Multiply 128-bit vectors of signed 16-bit integers, widening to 32-bit elements

I have 2 __m128i. Each contains 8x int16_t (signed)

__mm128i a = {a0,...,a7}
__mm128i b = {b0,...,b7}

I want to multiply 8 elements. The result of each multiply is int32_t so each register will hold only 4 results:

__mm128i c0 = {a0*b0,...,a3*b3}
__mm128i c1 = {a4*b4,...,a7*b7}

I did not find such intrinsic.

SSE2 has a 16-bit "mul_hi" that returns the high half of the product. The high 16-bits and low 16-bits are combined into 32-bits using unpack.

    __m128i lo = _mm_mullo_epi16(a, b);
    __m128i hi = _mm_mulhi_epi16(a, b);
    __m128i c0 = _mm_unpacklo_epi16(lo, hi);
    __m128i c1 = _mm_unpackhi_epi16(lo, hi);

@aqrit's answer points out that it's as easy as pmullw + pmulhw, and unpack lo / hi to combine 16-bit halves of each 32-bit product. Accept that one.

(A run of records)
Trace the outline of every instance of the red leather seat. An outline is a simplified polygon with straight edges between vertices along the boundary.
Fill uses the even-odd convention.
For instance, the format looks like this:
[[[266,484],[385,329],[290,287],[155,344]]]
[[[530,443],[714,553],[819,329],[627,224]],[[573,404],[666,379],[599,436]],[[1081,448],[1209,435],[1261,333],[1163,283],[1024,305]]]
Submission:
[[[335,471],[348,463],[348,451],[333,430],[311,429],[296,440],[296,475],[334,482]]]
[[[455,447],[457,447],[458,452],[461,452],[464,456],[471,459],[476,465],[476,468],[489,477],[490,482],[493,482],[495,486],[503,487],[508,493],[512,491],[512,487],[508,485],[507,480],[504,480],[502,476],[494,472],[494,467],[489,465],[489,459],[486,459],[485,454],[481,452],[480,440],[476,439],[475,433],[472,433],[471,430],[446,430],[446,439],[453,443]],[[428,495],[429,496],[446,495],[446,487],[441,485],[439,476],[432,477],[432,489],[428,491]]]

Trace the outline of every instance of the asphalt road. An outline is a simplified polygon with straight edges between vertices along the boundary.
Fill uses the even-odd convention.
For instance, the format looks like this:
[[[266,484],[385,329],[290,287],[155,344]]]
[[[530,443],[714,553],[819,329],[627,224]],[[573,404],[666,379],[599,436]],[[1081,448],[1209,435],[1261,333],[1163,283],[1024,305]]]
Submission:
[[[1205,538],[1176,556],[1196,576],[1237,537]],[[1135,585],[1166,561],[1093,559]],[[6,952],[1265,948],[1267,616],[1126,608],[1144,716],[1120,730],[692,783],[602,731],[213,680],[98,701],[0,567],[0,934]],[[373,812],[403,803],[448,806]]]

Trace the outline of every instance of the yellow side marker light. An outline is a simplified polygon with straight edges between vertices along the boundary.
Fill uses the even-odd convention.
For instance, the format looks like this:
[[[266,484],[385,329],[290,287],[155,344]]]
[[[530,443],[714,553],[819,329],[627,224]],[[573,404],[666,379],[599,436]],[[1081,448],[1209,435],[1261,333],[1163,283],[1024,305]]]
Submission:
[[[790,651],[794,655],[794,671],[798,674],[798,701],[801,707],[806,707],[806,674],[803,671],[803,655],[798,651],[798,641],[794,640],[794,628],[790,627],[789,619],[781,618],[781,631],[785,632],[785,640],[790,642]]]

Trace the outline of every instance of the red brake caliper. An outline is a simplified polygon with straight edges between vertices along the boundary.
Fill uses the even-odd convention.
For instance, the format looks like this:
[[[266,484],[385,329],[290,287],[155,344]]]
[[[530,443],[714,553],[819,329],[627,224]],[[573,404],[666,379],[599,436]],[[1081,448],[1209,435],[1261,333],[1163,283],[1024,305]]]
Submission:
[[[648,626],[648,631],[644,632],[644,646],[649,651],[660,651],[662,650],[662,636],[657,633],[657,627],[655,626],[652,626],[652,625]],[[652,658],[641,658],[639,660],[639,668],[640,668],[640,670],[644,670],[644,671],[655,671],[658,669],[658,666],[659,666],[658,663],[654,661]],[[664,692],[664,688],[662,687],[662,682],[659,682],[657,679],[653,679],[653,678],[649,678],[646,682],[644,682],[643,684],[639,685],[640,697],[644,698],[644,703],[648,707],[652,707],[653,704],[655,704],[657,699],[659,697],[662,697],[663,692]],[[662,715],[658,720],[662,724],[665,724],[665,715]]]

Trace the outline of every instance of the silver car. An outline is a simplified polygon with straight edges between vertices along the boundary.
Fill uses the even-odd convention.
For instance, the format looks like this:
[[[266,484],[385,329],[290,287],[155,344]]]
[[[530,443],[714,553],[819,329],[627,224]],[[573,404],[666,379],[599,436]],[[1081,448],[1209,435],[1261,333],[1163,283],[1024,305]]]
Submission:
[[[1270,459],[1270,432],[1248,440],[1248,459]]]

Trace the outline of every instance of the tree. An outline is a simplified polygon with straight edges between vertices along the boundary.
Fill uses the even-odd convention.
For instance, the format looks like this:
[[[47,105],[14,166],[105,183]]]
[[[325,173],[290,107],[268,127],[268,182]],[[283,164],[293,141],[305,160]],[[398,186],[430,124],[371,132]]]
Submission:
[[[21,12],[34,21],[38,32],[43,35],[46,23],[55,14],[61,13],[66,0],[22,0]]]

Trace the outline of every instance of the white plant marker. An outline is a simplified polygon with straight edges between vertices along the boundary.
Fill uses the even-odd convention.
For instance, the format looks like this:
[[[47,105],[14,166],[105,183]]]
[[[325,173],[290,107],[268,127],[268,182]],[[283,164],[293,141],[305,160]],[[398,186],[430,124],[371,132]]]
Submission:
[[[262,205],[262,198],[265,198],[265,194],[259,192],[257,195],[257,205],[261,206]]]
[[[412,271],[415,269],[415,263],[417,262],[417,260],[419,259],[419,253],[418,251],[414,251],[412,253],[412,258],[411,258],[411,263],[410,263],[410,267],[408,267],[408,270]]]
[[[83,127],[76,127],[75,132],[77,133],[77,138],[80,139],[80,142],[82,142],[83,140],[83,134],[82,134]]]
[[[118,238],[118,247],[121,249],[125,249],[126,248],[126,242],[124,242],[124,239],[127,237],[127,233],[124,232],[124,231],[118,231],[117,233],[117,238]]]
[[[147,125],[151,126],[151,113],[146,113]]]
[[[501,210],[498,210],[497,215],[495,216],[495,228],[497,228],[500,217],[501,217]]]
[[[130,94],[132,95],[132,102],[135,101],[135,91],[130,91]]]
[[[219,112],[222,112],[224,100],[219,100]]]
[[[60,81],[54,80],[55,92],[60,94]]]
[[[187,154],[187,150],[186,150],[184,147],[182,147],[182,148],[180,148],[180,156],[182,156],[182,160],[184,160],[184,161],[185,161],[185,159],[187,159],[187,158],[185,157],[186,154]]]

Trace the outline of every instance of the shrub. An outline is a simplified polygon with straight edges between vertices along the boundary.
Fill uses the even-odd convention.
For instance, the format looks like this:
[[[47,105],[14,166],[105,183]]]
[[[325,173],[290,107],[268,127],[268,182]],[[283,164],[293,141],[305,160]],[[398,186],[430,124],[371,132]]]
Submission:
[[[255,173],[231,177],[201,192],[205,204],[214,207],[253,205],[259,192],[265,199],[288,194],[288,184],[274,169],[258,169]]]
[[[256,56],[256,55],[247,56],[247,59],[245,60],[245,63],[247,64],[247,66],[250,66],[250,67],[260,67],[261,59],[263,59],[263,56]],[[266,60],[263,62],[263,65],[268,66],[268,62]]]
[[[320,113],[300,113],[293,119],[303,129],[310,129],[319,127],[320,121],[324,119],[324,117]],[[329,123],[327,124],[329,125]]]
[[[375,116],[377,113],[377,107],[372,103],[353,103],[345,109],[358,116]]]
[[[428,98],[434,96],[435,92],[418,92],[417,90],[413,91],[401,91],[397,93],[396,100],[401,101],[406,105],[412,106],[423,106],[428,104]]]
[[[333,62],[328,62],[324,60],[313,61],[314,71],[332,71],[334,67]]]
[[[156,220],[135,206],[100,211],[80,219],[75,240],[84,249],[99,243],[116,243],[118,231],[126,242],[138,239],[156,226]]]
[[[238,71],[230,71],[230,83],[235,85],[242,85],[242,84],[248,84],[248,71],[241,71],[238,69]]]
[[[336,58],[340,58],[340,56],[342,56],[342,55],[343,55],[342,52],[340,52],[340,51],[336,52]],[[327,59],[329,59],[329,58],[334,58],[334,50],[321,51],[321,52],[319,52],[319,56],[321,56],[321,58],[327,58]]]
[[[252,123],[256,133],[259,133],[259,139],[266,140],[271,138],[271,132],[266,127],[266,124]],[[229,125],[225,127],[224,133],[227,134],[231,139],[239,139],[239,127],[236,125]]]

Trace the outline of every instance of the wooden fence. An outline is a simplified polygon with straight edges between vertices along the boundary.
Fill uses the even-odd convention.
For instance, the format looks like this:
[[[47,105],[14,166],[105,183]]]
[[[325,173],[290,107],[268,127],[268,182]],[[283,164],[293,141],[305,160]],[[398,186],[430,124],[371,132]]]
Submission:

STATED PROBLEM 1: Decide whether each statement agrees with the thread on widening multiplication: (a) each input register holds eight signed 16-bit integers; (b) the asker found an intrinsic that performs the widening multiply directly; (c) the SSE2 "mul_hi" operation returns the low half of the product. Answer yes or no for each, quoting the deciding words of the thread.
STATED PROBLEM 2: Name every function in the thread on widening multiplication whose name begins with "_mm_".
STATED PROBLEM 3: From the thread on widening multiplication, transcribe the passage that begins at the words "I have 2 __m128i." and ends after the words "32-bits using unpack.".

WRITTEN ANSWER 1:
(a) Yes: "Each contains 8x int16_t (signed)"
(b) No: "I did not find such intrinsic."
(c) No: "returns the high half of the product"

WRITTEN ANSWER 2: _mm_mullo_epi16, _mm_mulhi_epi16, _mm_unpacklo_epi16, _mm_unpackhi_epi16

WRITTEN ANSWER 3:
I have 2 __m128i. Each contains 8x int16_t (signed)

__mm128i a = {a0,...,a7}
__mm128i b = {b0,...,b7}

I want to multiply 8 elements. The result of each multiply is int32_t so each register will hold only 4 results:

__mm128i c0 = {a0*b0,...,a3*b3}
__mm128i c1 = {a4*b4,...,a7*b7}

I did not find such intrinsic.

SSE2 has a 16-bit "mul_hi" that returns the high half of the product. The high 16-bits and low 16-bits are combined into 32-bits using unpack.